#### [Instructions for the task]
Format every line of the items below as a JSON list of strings, with one string per line and blank lines omitted.

#### [Materials provided]
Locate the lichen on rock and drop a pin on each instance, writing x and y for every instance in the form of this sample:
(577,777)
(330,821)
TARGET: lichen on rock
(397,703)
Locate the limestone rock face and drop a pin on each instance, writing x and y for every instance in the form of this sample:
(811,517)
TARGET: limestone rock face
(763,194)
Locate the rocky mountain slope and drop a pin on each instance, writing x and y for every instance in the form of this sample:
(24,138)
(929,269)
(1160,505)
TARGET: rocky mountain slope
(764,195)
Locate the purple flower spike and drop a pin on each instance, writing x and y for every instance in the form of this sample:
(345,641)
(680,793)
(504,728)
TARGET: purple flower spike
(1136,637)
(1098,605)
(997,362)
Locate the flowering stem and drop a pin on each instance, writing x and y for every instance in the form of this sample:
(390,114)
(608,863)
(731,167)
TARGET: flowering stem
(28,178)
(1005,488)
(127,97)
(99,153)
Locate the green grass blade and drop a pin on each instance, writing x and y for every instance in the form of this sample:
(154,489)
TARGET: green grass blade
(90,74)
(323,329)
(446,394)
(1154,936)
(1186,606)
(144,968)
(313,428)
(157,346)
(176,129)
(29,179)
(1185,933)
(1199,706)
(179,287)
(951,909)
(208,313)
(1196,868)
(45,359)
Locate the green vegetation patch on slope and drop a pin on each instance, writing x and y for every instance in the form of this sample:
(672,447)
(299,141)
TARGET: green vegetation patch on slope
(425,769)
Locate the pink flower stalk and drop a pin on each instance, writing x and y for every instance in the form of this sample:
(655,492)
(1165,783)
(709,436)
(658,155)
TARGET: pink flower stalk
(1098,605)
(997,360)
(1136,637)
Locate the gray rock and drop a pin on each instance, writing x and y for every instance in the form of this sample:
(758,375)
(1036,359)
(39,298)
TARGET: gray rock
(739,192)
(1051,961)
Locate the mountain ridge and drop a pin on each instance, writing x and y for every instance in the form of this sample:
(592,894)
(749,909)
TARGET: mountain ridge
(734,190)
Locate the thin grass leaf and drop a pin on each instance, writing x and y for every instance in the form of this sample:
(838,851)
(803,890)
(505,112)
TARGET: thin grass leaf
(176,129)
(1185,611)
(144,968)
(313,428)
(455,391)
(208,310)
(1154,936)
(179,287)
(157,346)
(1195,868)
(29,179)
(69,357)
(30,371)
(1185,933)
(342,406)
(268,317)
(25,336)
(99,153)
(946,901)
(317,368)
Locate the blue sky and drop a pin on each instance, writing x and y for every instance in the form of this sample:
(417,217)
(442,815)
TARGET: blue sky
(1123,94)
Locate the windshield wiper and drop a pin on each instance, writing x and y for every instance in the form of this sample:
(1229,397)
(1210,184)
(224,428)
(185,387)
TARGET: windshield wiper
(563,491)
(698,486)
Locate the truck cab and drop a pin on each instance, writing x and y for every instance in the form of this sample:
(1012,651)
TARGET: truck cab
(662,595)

#### [Exercise solution]
[
  "Locate the lichen on rock and drop a pin on each instance, writing x and y for every instance in the form of this sample:",
  "(577,777)",
  "(330,821)",
  "TARGET: lichen on rock",
  "(397,703)",
  "Locate the limestone rock face and drop a pin on each instance, writing x and y for every instance in the form of this sample:",
  "(811,517)",
  "TARGET: limestone rock face",
  "(763,194)",
  "Locate the rocky mountain slope and drop a pin on each instance, writing x and y for every instance in the form of this sample:",
  "(24,138)",
  "(929,269)",
  "(1160,505)",
  "TARGET: rocky mountain slope",
  "(764,195)",
  "Locate the purple flower spike and drop a pin on each instance, writing x and y for every instance in the form of this sample:",
  "(345,641)",
  "(680,793)",
  "(504,728)",
  "TARGET: purple flower spike",
  "(1136,637)",
  "(1098,605)",
  "(997,362)",
  "Locate the flowering stem and drop a pin on each instance, writing x and y for every instance in the form of this sample:",
  "(390,114)",
  "(608,863)",
  "(731,167)",
  "TARGET: flowering stem",
  "(28,178)",
  "(1005,488)",
  "(127,97)",
  "(99,153)",
  "Locate the green grass blade and drop a pin on each instance, writing x and y for every instance in the form of this sample:",
  "(154,489)",
  "TARGET: green grass blade",
  "(90,74)",
  "(323,329)",
  "(446,394)",
  "(1154,936)",
  "(1186,606)",
  "(144,968)",
  "(313,428)",
  "(157,346)",
  "(176,129)",
  "(29,179)",
  "(1185,933)",
  "(1199,706)",
  "(179,287)",
  "(951,909)",
  "(208,313)",
  "(1196,868)",
  "(45,359)",
  "Locate the green vegetation patch on slope and drop a pin on each instance, writing x and y for every instance in the form of this sample:",
  "(672,447)",
  "(299,141)",
  "TARGET: green vegetation patch on slope",
  "(425,769)",
  "Locate the pink flower stalk and drop a pin on each instance, writing x and y for every instance in the form of this sample:",
  "(655,492)",
  "(1165,783)",
  "(709,436)",
  "(658,155)",
  "TARGET: pink flower stalk",
  "(1098,605)",
  "(997,360)",
  "(1136,637)",
  "Locate the gray rock and drop a pin on each instance, writing x and y for every instance in the form of this sample:",
  "(758,375)",
  "(1036,359)",
  "(39,298)",
  "TARGET: gray rock",
  "(739,192)",
  "(1051,961)",
  "Locate the mountain ridge and drop a pin on each instance, writing x and y for every instance in the form of this sample:",
  "(592,894)",
  "(749,909)",
  "TARGET: mountain ridge",
  "(734,190)",
  "Locate the thin grass leaf and drop a pin on each instance, writing x and y for every instance in the form of this sample:",
  "(838,851)",
  "(803,890)",
  "(505,112)",
  "TARGET: thin grass leaf",
  "(176,129)",
  "(1185,611)",
  "(144,968)",
  "(313,428)",
  "(455,391)",
  "(208,310)",
  "(1154,936)",
  "(179,287)",
  "(157,346)",
  "(1195,868)",
  "(29,179)",
  "(69,357)",
  "(30,371)",
  "(1185,933)",
  "(342,406)",
  "(268,317)",
  "(25,336)",
  "(99,153)",
  "(946,901)",
  "(317,368)",
  "Locate the blue sky and drop a pin on each instance, writing x and y for every instance in the form of this sample:",
  "(417,217)",
  "(442,815)",
  "TARGET: blue sky",
  "(1123,94)",
  "Locate the windshield wiper and drop a pin on each instance, writing x and y for every instance in the form of this sample:",
  "(1229,397)",
  "(1210,184)",
  "(224,428)",
  "(185,387)",
  "TARGET: windshield wiper",
  "(563,491)",
  "(698,486)",
  "Locate the truck cab and drop a pin on each instance, writing x and y for every instance in the form of this sample:",
  "(1012,651)",
  "TARGET: truck cab",
  "(662,595)"
]